Reproduce the lines below, substituting "stem" for "trunk" and leaving everything else unchanged.
..........
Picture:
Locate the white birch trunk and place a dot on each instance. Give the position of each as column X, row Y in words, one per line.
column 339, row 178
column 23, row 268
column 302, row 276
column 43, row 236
..........
* [Task output]
Picture:
Locate the white birch stem and place a dot on each instance. Give the position of each as column X, row Y in words, one per line.
column 339, row 178
column 23, row 268
column 302, row 276
column 43, row 236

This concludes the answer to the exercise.